--- RECORDS FOR THIS EXERCISE ---
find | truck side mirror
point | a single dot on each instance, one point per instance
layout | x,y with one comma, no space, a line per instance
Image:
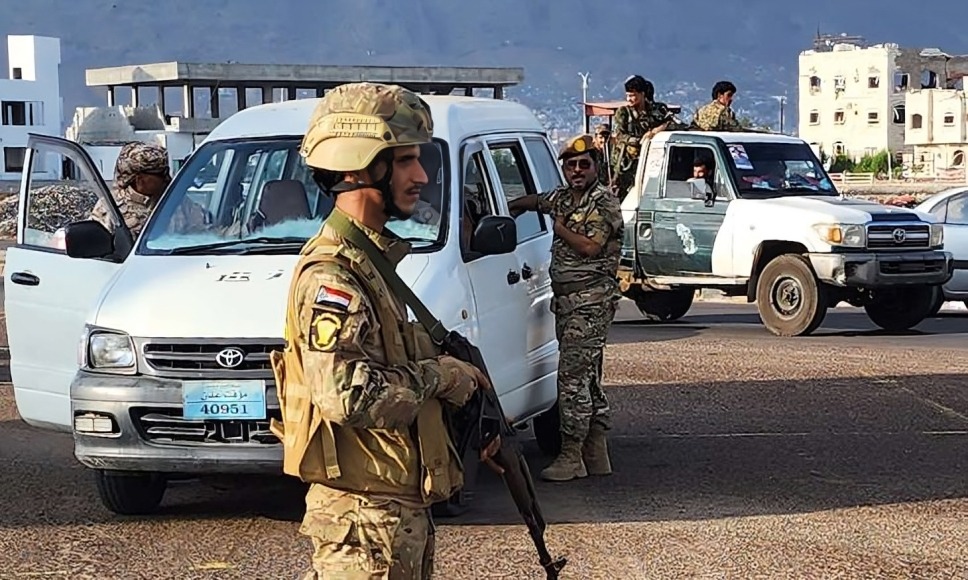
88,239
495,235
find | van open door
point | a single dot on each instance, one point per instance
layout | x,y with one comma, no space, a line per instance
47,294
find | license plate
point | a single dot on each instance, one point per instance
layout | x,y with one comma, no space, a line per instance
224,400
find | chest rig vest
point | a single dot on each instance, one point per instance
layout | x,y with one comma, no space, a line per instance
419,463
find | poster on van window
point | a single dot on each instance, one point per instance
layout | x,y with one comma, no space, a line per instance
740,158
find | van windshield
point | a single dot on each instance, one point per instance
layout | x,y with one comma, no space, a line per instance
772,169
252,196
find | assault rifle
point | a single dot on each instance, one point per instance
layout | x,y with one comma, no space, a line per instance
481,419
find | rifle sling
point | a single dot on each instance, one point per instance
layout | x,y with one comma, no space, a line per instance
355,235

==

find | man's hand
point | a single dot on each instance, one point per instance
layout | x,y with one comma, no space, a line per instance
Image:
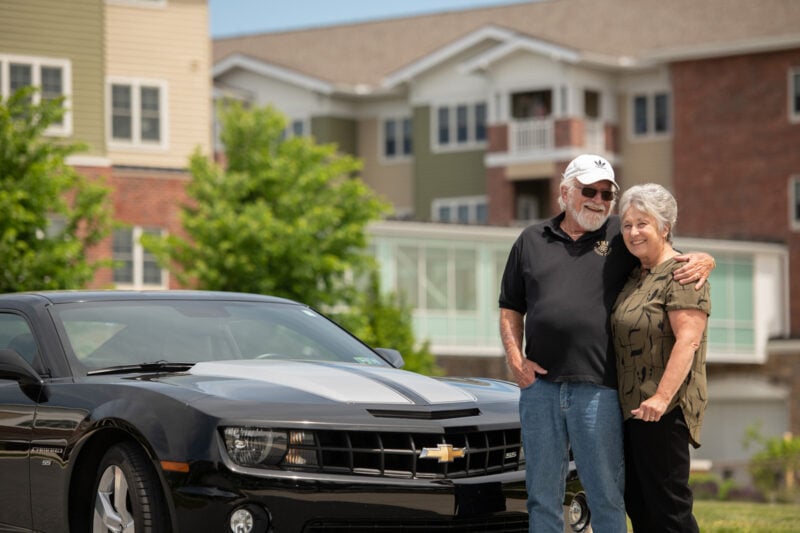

--- TASK TO COMPLETE ---
Pull out each line of the data above that contains the string "find", treating uppercase and lowercase letters as distinct.

--- WRITTEN SOLUTION ---
find | truck side mirror
find | van open door
find | license plate
find | chest rig vest
find | poster on van window
find | van windshield
find | assault rifle
find | rifle sling
find | man's hand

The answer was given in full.